### [PASSAGE GIVEN]
That's a lot of knowledge to gain that most of us get only from years of experience. Wildlife photography, like sports photography, is one of the harder genres to master and requires more specialized equipment than a simple entry-level dSLR/mirrorless kit.

Firstly, I'd also say as someone who shoots birds in flight and owns full-frame and crop dSLR gear and 2x crop mirrorless gear, that you don't want mirrorless for this, unless you plan on shooting a lot of animals that don't move. While for most uses mirrorless is more than equivalent to dSLR in image quality, the tracking AF performance--and more importantly--the supertelephoto glass with fast AF performance simply isn't there yet in the way it is on the dSLR side of the fence. There are really only two bodies that can do tracking AF (Oly EM-1, Fuji XT-1), and those will be top-of-the-line bodies.

Secondly, you'll really really want at least 300mm on APS-C, if not 400mm, 500mm, or 600mm. And these lenses are astronomically more expensive than a simple 70-300 el cheapo telephoto zoom. They tend to start in the US$1000 range and go upwards from there. The more speed you want, the bigger and heavier those lenses are gonna be. And handling them, physically, becomes more of a task than most newbs suppose (see: Roger Cicala of lensrentals demoing how one supports supertele lenses on youtube; as well as his videos on Nikon and Canon superteles.) Those are the type of lenses that National Geographic wildlife photographers use. Disabuse yourself of the notion that just getting a system camera will net you those photos. With a 70-300 zoom lens, you're not going to have the AF speed or the max. aperture, or the reach to get those kinds of shots.

Doesn't mean a 70-300 won't work for you, but it could be that simply using a bridge camera might work as well for you, depending on how picky you are about image quality and what other things you plan to shoot. If your reflexes are good, and you can time a shot, however, a bridge camera won't make you as happy as a dSLR, since the shutter lag time is going to be a bear.

You may also, if you weren't planning on using this setup at home regularly for birding or backyard wildlife, also consider simply renting the gear for the trip, and trying to figure out how much time beforehand you're going to need to learn to use it all effectively.

I would say, learn telephoto lens technique. Keep your shutter speed above 1/focal_length (or 1/focal_lengthxcrop factor, so for a 300mm lens, on a 1.5x crop body, then you want your shutter speed to be 1/450s or faster) to avoid camera shake blur from handholding. Learn how to hold a telephoto lens (actually, make sure you know how to hold the camera) or make sure you have proper stabilization. Learn to shoot short controlled well-timed bursts. And master back-button autofocus with tracking AF.

But above all, with wildlife--patience and timing are everything. Knowing your subject and its habits is everything. Field craft is everything. The longest lens in the world won't help you if you make a lot of noise, alarm the subject with body language or are simply unaware that the wildlife is there.

Practice at a local zoo. You'll see what I mean. Most folks will walk up to an enclosure, talking all the while, expect the animal to pose/perform/do something in the five to ten seconds they deign to give it attention, and then walk away. Whereas if you're willing to just sit in front of any enclosure for half an hour and observe--you'll see something worthy of taking a shot.

### [INSTRUCTIONS]
a. According to the wildlife photography advice, which two mirrorless bodies can do tracking AF?
b. Copy from the wildlife photography advice, word for word, everything from "But above all, with" down to "taking a shot.".
The records that come next play no part here.

### [EXTRACTED ENTRIES]

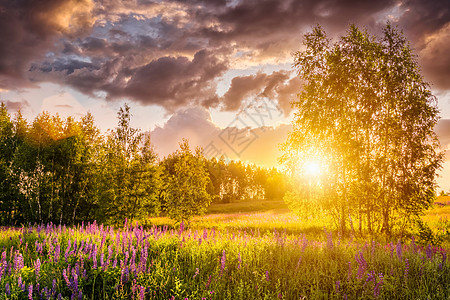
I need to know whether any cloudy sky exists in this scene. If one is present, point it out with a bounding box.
[0,0,450,190]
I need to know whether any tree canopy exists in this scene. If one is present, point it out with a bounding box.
[281,24,443,234]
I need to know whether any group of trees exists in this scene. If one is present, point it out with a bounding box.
[281,24,443,234]
[0,103,287,225]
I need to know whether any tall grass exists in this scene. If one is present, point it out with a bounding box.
[0,219,450,299]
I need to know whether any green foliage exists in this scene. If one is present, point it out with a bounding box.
[165,140,211,222]
[0,104,287,225]
[100,105,161,224]
[281,24,443,234]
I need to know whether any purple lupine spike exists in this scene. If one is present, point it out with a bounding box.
[55,244,61,262]
[238,252,242,269]
[5,282,11,296]
[51,279,56,297]
[404,258,409,281]
[220,250,227,276]
[205,275,211,289]
[425,245,433,260]
[396,240,403,260]
[63,269,70,288]
[28,284,33,300]
[373,273,384,298]
[113,255,117,269]
[34,258,41,280]
[100,252,105,270]
[355,251,367,279]
[92,244,97,269]
[139,285,145,300]
[192,268,200,278]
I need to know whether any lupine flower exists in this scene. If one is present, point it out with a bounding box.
[397,241,402,260]
[139,285,145,300]
[28,284,33,300]
[373,273,384,298]
[238,252,242,269]
[220,250,227,276]
[425,245,433,259]
[205,275,211,289]
[34,258,41,280]
[327,232,334,250]
[404,258,409,281]
[355,251,367,279]
[63,269,70,287]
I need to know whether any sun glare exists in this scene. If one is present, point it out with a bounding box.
[303,161,321,176]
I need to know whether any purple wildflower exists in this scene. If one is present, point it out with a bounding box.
[34,258,41,280]
[220,250,227,276]
[205,275,211,289]
[404,258,409,281]
[396,240,403,260]
[355,251,367,280]
[28,284,33,300]
[425,245,433,260]
[373,273,384,298]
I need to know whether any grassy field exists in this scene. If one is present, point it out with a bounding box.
[0,201,450,300]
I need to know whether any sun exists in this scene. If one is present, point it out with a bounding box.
[303,161,321,176]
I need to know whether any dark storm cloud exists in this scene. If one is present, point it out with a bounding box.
[398,0,450,90]
[119,50,227,109]
[0,0,92,88]
[150,107,292,166]
[221,71,301,115]
[0,0,450,113]
[0,100,30,112]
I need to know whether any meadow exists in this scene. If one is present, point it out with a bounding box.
[0,198,450,300]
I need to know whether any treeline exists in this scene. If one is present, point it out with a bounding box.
[0,103,288,225]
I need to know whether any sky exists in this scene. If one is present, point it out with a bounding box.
[0,0,450,191]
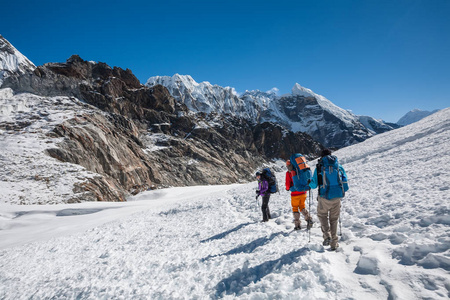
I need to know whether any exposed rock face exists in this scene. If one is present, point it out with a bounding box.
[146,74,395,148]
[0,56,322,201]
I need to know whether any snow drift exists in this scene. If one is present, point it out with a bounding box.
[0,109,450,299]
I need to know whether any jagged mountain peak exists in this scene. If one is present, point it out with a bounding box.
[147,74,392,148]
[397,108,439,126]
[0,35,36,86]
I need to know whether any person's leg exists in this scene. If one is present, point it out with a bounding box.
[291,195,301,230]
[261,194,270,222]
[317,196,331,246]
[330,198,341,249]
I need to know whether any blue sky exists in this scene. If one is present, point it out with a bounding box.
[0,0,450,122]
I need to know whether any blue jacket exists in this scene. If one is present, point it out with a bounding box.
[309,164,347,189]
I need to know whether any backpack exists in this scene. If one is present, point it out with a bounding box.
[289,153,312,192]
[261,168,278,194]
[317,155,348,200]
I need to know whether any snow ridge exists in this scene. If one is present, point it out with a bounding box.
[0,35,36,86]
[397,108,439,126]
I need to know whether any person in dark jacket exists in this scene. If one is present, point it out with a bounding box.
[256,172,270,222]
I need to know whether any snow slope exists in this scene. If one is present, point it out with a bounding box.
[0,109,450,300]
[397,108,438,126]
[0,88,107,204]
[0,35,36,86]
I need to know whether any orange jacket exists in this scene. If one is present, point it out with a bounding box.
[286,171,306,196]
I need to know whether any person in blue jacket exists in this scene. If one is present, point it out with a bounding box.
[256,172,270,222]
[309,149,348,250]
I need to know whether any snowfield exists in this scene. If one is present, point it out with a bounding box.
[0,109,450,300]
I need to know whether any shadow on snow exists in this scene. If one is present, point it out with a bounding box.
[202,231,289,261]
[200,222,255,243]
[215,247,310,298]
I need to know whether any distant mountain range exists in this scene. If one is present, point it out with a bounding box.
[146,74,397,148]
[0,38,324,204]
[397,109,439,126]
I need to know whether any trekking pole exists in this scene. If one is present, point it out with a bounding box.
[308,188,312,243]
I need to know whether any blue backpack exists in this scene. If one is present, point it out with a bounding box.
[261,168,278,194]
[317,155,348,200]
[289,153,312,192]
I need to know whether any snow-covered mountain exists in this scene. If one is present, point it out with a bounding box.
[0,108,450,300]
[146,74,393,148]
[0,35,36,87]
[397,108,438,126]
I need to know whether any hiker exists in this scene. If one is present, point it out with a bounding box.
[256,172,270,222]
[309,149,348,250]
[286,156,313,230]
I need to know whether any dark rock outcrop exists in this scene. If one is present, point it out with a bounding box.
[4,55,322,201]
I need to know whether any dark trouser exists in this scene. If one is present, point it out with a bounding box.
[261,194,270,221]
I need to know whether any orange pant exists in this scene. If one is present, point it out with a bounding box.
[291,193,306,212]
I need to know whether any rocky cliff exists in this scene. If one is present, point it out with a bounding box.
[0,56,323,202]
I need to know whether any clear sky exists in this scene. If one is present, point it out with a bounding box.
[0,0,450,122]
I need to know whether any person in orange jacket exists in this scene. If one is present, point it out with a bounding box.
[286,160,313,230]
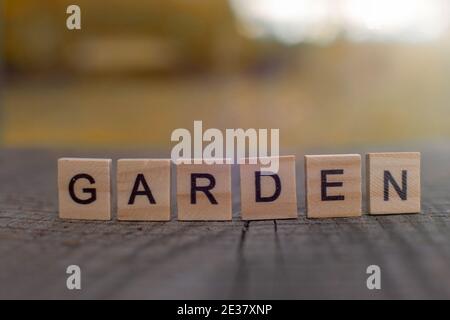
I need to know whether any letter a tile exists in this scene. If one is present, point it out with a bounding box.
[117,159,170,221]
[177,163,232,221]
[305,154,361,218]
[58,158,111,220]
[366,152,421,215]
[240,156,298,220]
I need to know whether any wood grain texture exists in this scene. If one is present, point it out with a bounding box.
[366,152,421,214]
[176,163,232,221]
[117,159,171,221]
[305,154,362,218]
[239,156,298,220]
[0,143,450,299]
[58,158,111,220]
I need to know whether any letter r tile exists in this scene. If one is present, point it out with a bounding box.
[240,156,298,220]
[176,163,232,221]
[366,152,421,215]
[305,154,362,218]
[58,158,111,220]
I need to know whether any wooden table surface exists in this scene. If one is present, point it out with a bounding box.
[0,143,450,299]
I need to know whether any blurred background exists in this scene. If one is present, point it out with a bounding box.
[0,0,450,150]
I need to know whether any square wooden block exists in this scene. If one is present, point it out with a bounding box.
[366,152,421,214]
[177,163,232,221]
[240,156,298,220]
[305,154,362,218]
[117,159,170,221]
[58,158,111,220]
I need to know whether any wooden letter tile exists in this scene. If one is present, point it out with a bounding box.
[366,152,420,214]
[240,156,298,220]
[58,158,111,220]
[177,163,232,221]
[305,154,361,218]
[117,159,170,221]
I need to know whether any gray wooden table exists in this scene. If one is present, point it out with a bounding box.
[0,143,450,299]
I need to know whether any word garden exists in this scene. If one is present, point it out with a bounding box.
[58,152,421,221]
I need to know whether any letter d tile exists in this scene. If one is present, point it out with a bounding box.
[58,158,112,220]
[240,156,298,220]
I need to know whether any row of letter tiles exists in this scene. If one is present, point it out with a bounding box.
[58,152,421,221]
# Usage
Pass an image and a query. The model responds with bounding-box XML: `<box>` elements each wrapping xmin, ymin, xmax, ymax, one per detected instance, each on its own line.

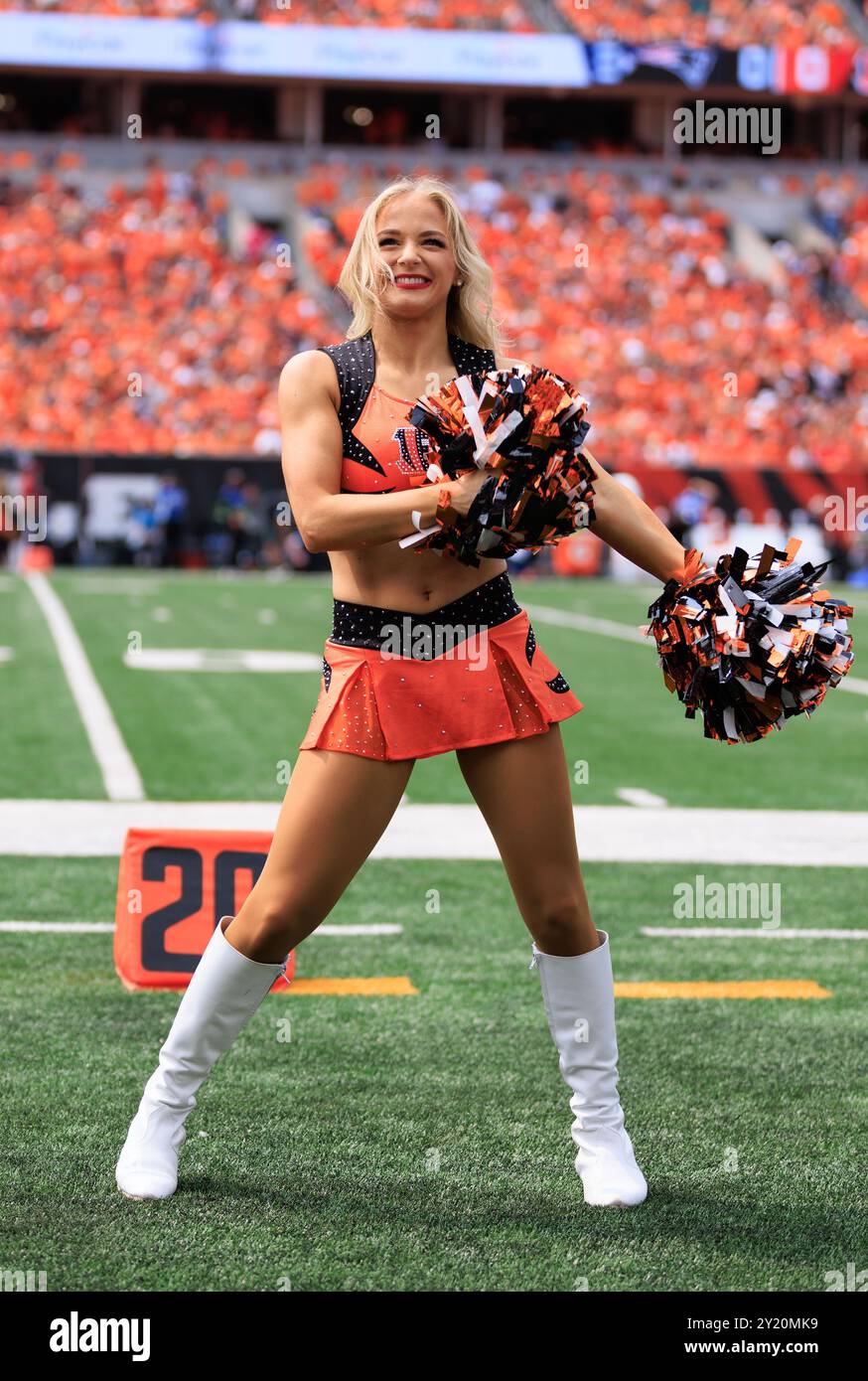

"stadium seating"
<box><xmin>0</xmin><ymin>155</ymin><xmax>868</xmax><ymax>470</ymax></box>
<box><xmin>298</xmin><ymin>162</ymin><xmax>868</xmax><ymax>468</ymax></box>
<box><xmin>553</xmin><ymin>0</ymin><xmax>857</xmax><ymax>49</ymax></box>
<box><xmin>0</xmin><ymin>0</ymin><xmax>868</xmax><ymax>49</ymax></box>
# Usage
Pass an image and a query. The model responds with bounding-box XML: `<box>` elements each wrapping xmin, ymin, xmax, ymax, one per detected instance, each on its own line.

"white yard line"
<box><xmin>521</xmin><ymin>603</ymin><xmax>646</xmax><ymax>651</ymax></box>
<box><xmin>26</xmin><ymin>573</ymin><xmax>145</xmax><ymax>801</ymax></box>
<box><xmin>639</xmin><ymin>925</ymin><xmax>868</xmax><ymax>941</ymax></box>
<box><xmin>0</xmin><ymin>921</ymin><xmax>404</xmax><ymax>939</ymax></box>
<box><xmin>616</xmin><ymin>786</ymin><xmax>666</xmax><ymax>810</ymax></box>
<box><xmin>0</xmin><ymin>798</ymin><xmax>868</xmax><ymax>867</ymax></box>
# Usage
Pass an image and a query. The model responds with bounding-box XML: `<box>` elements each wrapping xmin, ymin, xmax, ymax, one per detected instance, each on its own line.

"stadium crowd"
<box><xmin>298</xmin><ymin>162</ymin><xmax>868</xmax><ymax>467</ymax></box>
<box><xmin>0</xmin><ymin>0</ymin><xmax>868</xmax><ymax>49</ymax></box>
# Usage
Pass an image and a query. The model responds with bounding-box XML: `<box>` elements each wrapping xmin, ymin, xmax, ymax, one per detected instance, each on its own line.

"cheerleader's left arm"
<box><xmin>582</xmin><ymin>446</ymin><xmax>687</xmax><ymax>583</ymax></box>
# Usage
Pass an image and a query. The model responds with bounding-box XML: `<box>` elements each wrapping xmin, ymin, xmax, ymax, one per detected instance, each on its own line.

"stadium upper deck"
<box><xmin>0</xmin><ymin>145</ymin><xmax>868</xmax><ymax>468</ymax></box>
<box><xmin>0</xmin><ymin>0</ymin><xmax>868</xmax><ymax>49</ymax></box>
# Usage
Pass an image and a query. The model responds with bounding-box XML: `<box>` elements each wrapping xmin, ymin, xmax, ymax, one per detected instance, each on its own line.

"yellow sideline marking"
<box><xmin>288</xmin><ymin>977</ymin><xmax>418</xmax><ymax>997</ymax></box>
<box><xmin>616</xmin><ymin>978</ymin><xmax>832</xmax><ymax>997</ymax></box>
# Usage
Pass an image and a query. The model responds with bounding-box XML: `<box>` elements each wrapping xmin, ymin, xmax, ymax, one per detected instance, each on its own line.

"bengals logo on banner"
<box><xmin>392</xmin><ymin>427</ymin><xmax>431</xmax><ymax>479</ymax></box>
<box><xmin>114</xmin><ymin>829</ymin><xmax>295</xmax><ymax>993</ymax></box>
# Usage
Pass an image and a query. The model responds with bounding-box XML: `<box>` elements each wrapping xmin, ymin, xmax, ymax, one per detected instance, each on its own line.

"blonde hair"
<box><xmin>330</xmin><ymin>174</ymin><xmax>507</xmax><ymax>351</ymax></box>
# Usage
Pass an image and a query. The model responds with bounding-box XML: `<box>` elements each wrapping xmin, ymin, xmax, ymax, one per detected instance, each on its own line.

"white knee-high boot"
<box><xmin>530</xmin><ymin>931</ymin><xmax>649</xmax><ymax>1208</ymax></box>
<box><xmin>116</xmin><ymin>916</ymin><xmax>286</xmax><ymax>1199</ymax></box>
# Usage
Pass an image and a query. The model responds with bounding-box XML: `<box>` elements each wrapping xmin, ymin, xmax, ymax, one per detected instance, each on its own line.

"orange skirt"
<box><xmin>300</xmin><ymin>610</ymin><xmax>582</xmax><ymax>762</ymax></box>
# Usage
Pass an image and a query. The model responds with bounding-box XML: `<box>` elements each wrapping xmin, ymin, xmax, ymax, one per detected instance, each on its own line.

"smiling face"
<box><xmin>376</xmin><ymin>192</ymin><xmax>461</xmax><ymax>316</ymax></box>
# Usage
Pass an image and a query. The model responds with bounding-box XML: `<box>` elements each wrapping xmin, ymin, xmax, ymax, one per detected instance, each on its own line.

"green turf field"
<box><xmin>0</xmin><ymin>571</ymin><xmax>868</xmax><ymax>1292</ymax></box>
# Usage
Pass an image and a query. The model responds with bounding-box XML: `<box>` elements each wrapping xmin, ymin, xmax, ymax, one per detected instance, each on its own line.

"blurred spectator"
<box><xmin>153</xmin><ymin>470</ymin><xmax>189</xmax><ymax>566</ymax></box>
<box><xmin>668</xmin><ymin>479</ymin><xmax>720</xmax><ymax>546</ymax></box>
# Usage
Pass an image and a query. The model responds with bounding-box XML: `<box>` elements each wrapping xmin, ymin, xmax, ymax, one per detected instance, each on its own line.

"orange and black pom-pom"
<box><xmin>644</xmin><ymin>537</ymin><xmax>853</xmax><ymax>743</ymax></box>
<box><xmin>406</xmin><ymin>366</ymin><xmax>595</xmax><ymax>566</ymax></box>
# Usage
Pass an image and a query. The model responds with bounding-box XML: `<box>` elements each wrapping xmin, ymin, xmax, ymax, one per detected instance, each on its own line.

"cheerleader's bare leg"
<box><xmin>116</xmin><ymin>750</ymin><xmax>412</xmax><ymax>1199</ymax></box>
<box><xmin>457</xmin><ymin>723</ymin><xmax>648</xmax><ymax>1208</ymax></box>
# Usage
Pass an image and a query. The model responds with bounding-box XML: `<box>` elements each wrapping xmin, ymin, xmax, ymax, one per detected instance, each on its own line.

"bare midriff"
<box><xmin>329</xmin><ymin>370</ymin><xmax>506</xmax><ymax>613</ymax></box>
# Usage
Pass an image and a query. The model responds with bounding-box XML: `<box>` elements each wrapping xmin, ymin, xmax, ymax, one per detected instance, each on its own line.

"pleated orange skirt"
<box><xmin>300</xmin><ymin>576</ymin><xmax>582</xmax><ymax>761</ymax></box>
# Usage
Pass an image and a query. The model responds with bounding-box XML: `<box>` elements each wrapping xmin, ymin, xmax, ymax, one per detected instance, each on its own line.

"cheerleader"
<box><xmin>116</xmin><ymin>177</ymin><xmax>684</xmax><ymax>1207</ymax></box>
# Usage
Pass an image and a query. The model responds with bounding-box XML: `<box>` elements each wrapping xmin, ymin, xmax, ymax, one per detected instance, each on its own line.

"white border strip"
<box><xmin>26</xmin><ymin>571</ymin><xmax>145</xmax><ymax>801</ymax></box>
<box><xmin>0</xmin><ymin>921</ymin><xmax>404</xmax><ymax>943</ymax></box>
<box><xmin>0</xmin><ymin>797</ymin><xmax>868</xmax><ymax>868</ymax></box>
<box><xmin>639</xmin><ymin>925</ymin><xmax>868</xmax><ymax>941</ymax></box>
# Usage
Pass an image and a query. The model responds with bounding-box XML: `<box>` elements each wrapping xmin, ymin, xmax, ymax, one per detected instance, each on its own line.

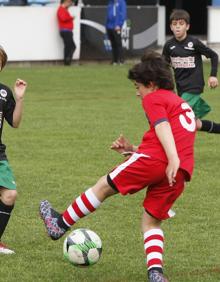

### [EXERCISE RESPONSES]
a. The Oly EM-1 and the Fuji XT-1.

b.
But above all, with wildlife--patience and timing are everything. Knowing your subject and its habits is everything. Field craft is everything. The longest lens in the world won't help you if you make a lot of noise, alarm the subject with body language or are simply unaware that the wildlife is there.

Practice at a local zoo. You'll see what I mean. Most folks will walk up to an enclosure, talking all the while, expect the animal to pose/perform/do something in the five to ten seconds they deign to give it attention, and then walk away. Whereas if you're willing to just sit in front of any enclosure for half an hour and observe--you'll see something worthy of taking a shot.